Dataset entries

————

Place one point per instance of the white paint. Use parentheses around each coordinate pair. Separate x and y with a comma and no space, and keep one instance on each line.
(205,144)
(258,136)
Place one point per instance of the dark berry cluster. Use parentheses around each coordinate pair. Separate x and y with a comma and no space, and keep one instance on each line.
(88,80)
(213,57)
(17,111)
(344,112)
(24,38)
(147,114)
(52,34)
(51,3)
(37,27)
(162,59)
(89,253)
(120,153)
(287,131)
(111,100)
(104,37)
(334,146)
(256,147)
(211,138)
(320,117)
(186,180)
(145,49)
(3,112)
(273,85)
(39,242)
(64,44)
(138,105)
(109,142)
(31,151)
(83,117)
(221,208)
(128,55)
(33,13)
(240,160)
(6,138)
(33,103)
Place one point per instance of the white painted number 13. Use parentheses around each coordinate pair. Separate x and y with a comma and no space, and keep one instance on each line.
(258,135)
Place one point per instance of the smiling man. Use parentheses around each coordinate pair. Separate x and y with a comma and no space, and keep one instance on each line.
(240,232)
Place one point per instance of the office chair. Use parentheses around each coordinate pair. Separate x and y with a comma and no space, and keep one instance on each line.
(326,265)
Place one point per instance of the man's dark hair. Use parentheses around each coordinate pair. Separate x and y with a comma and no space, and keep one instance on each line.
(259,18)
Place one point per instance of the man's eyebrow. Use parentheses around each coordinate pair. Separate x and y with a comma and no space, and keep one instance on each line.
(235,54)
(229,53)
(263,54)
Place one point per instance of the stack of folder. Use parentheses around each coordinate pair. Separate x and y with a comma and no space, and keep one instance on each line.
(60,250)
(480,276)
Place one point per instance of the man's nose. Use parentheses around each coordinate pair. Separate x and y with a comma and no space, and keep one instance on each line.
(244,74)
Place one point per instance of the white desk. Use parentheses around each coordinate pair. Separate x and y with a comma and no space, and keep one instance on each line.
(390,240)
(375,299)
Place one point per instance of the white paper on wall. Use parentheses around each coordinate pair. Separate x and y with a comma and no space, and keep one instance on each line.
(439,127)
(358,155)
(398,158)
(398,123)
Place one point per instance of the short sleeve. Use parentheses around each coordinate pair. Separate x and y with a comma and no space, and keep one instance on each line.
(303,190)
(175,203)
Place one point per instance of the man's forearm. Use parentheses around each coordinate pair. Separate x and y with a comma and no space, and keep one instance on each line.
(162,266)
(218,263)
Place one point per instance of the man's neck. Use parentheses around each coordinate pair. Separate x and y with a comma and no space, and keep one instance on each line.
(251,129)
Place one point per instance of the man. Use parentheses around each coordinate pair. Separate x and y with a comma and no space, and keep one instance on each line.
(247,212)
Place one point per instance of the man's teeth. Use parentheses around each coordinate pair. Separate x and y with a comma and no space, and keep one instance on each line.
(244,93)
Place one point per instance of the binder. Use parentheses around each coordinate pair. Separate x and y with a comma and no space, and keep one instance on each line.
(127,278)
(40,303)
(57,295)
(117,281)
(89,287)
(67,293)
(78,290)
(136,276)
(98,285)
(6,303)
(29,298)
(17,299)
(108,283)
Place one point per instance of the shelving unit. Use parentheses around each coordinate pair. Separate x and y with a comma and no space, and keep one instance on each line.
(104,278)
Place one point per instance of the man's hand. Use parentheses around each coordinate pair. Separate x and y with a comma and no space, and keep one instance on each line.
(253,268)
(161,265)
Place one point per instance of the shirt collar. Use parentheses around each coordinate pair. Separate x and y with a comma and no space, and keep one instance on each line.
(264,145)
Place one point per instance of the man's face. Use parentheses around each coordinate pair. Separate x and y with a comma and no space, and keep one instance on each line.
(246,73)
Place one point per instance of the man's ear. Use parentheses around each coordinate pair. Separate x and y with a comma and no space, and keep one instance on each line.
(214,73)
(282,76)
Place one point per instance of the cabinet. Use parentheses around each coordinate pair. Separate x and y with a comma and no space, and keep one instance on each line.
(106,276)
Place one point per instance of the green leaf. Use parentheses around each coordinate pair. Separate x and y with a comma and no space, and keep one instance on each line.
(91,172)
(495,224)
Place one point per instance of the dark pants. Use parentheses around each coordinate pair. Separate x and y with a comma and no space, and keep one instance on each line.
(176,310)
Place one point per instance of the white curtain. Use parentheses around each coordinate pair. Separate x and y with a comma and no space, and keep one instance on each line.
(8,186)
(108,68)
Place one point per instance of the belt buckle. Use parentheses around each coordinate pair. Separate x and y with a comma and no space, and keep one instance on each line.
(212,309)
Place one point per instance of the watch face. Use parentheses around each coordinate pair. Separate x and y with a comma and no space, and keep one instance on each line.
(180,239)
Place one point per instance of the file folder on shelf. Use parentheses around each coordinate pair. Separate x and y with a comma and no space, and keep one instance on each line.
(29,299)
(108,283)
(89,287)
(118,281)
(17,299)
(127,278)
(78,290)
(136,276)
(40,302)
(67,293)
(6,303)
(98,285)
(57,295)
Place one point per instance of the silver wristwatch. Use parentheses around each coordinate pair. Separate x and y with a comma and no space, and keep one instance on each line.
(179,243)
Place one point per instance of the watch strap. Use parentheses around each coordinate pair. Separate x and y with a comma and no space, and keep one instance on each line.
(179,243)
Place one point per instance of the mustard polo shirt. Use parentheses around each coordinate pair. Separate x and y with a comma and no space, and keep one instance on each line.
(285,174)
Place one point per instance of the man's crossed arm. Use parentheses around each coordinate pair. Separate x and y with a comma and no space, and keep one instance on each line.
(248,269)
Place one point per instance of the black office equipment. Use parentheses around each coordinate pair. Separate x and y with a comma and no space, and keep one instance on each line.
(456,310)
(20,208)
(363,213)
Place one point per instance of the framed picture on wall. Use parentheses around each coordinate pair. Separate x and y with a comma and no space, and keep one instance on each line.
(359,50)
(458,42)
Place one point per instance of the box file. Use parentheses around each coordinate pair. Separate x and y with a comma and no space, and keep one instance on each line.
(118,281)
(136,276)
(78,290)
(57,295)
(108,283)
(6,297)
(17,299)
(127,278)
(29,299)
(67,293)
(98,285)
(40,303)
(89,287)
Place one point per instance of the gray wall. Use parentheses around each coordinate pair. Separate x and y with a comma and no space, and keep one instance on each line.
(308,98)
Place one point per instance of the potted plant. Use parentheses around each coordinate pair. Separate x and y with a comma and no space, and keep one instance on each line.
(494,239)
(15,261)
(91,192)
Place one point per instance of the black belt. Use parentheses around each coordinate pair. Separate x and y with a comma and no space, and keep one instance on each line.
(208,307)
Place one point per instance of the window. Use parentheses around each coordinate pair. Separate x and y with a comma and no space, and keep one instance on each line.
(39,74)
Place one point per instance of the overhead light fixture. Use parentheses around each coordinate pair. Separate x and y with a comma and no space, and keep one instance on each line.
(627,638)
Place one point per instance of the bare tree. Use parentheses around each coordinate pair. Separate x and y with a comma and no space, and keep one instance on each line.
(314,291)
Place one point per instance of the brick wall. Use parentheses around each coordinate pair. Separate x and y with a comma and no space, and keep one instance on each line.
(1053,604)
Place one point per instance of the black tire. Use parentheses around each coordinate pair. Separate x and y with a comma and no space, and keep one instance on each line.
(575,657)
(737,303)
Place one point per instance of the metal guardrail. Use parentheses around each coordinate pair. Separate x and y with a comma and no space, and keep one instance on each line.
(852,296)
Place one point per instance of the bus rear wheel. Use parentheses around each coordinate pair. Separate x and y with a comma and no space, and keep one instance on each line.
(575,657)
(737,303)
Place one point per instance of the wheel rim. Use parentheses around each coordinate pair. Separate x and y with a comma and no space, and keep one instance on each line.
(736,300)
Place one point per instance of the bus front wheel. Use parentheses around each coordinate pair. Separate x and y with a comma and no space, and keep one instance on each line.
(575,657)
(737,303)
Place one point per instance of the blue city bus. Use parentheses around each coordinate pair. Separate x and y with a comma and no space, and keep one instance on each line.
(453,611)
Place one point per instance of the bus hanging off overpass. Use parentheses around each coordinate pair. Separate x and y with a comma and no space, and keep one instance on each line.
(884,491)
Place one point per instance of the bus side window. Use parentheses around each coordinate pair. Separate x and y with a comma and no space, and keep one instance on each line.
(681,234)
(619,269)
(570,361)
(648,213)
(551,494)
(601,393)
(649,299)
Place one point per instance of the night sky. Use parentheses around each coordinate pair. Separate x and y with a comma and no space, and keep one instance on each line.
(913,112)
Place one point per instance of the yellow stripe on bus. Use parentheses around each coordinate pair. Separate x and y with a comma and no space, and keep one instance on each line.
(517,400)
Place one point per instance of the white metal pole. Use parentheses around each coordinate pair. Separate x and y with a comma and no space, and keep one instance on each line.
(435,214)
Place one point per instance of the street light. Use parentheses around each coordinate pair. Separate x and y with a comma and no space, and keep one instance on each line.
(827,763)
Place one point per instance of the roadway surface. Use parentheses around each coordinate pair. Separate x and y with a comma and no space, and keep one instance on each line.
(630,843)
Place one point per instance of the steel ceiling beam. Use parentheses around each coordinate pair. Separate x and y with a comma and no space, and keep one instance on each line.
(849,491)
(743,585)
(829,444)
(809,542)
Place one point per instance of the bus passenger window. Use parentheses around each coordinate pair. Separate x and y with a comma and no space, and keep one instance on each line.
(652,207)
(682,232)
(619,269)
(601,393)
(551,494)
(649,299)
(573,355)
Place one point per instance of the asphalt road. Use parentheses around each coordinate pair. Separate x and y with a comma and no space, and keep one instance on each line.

————

### PROBLEM
Find the line with "Place one point per instance of the yellow". Transcribe it and every line after it exactly, through the end of the records above, and nothing else.

### TASK RESPONSE
Place one point per instance of the yellow stripe on bus. Use parentheses around each coordinate pair. Separate x and y with a comma and no space, and keep one instance on each line.
(517,400)
Place one point per instance of the white metal pole. Use parentheses around each coordinate pair. Separate x and y with a comma and no space, and keep one instance on each line.
(435,214)
Place one point per instance of the street light. Use parentheses around each coordinate pair. Separate x and y with a comma and no space, and keep one instance on each line.
(827,763)
Place one point per instance of the roadway surface. Use parentheses around each coordinate pair. Separate x and y with a comma and no space, and keep one instance on each line.
(630,843)
Place one point per instance of the steel ceiling beam. Use parentheses around each coordinate pair. Separate x and y with a comma and no space, and keep one instance on each line.
(849,491)
(743,585)
(829,444)
(809,542)
Place one point per instance of the bus passenger window. Use parentheses around each coordinate pair. Separate x and y with a comma and no space, and keep one instance on each line.
(652,207)
(682,232)
(619,269)
(601,393)
(551,494)
(649,299)
(573,355)
Place one point per instance of the asphalt road. Use parentheses around each coordinate pair. Separate x and y with a comma and no space, and keep one instance on each line.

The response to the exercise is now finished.